_Given records_
━━━━━━━━

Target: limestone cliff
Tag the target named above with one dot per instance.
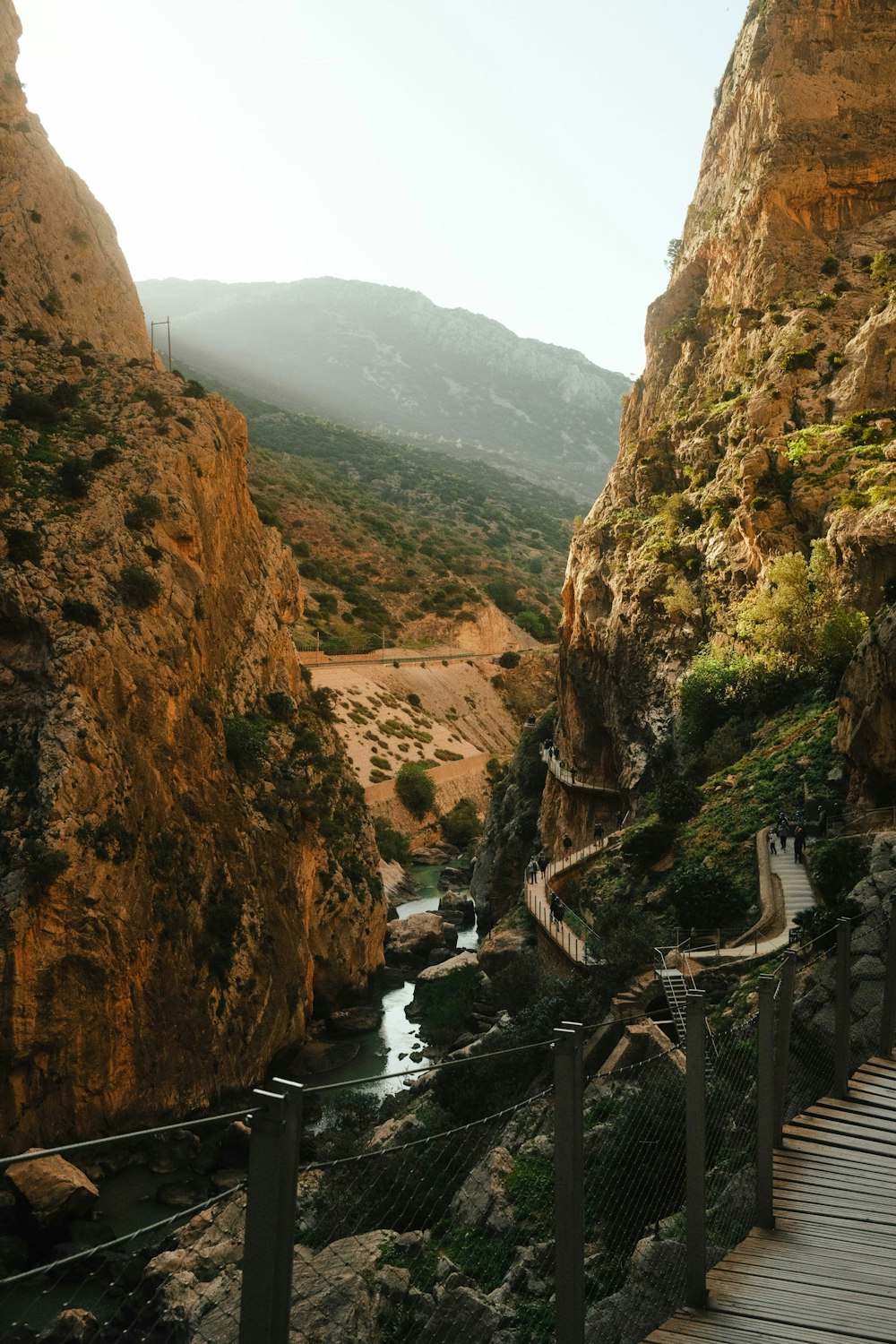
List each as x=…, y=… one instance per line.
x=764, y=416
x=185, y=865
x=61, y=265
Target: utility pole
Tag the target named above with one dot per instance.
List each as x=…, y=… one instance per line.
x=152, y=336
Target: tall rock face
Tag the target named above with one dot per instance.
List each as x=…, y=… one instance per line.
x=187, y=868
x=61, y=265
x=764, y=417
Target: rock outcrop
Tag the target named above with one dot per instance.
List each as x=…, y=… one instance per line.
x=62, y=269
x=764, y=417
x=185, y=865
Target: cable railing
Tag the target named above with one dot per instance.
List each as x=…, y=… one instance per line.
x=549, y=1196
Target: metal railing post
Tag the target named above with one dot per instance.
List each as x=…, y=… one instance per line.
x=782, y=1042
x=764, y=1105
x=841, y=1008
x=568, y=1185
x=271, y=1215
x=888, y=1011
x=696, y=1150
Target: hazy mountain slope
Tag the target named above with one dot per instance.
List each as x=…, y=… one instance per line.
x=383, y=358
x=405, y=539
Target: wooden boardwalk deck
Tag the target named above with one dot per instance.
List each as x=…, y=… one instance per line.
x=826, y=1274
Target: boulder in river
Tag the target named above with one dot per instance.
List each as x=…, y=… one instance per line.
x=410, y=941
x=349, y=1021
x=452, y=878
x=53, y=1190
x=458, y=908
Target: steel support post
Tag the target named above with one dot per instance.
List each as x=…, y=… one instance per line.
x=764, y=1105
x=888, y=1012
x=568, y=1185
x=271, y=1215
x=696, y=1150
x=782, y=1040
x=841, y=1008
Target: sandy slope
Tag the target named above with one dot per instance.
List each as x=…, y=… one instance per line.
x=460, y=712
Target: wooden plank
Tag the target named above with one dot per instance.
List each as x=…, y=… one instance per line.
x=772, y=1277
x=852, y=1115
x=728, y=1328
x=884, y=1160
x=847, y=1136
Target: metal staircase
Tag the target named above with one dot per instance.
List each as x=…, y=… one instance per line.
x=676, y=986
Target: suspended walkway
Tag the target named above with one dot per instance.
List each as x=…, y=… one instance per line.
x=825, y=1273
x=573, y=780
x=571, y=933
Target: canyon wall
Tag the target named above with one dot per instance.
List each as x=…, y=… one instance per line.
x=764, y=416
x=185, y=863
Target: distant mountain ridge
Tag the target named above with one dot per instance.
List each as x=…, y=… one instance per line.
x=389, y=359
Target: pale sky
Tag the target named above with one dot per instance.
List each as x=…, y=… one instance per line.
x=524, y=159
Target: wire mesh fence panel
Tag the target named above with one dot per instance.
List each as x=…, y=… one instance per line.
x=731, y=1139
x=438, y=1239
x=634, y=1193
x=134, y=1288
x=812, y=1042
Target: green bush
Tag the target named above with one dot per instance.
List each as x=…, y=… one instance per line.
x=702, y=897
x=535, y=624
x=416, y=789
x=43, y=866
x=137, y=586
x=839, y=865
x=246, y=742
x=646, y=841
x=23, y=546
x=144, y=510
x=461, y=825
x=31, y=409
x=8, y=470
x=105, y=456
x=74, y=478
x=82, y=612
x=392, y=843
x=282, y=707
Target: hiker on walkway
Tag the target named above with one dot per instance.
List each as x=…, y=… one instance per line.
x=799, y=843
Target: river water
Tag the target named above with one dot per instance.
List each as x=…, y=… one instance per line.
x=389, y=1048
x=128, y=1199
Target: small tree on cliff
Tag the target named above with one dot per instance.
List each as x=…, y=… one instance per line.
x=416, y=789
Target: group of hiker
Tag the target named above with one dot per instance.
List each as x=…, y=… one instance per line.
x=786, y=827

━━━━━━━━

_Work instructions_
A line belongs in the answer if it contains the word "metal"; please copy each such line from the material.

_Result of this task_
Target: metal railing post
Target: metal staircase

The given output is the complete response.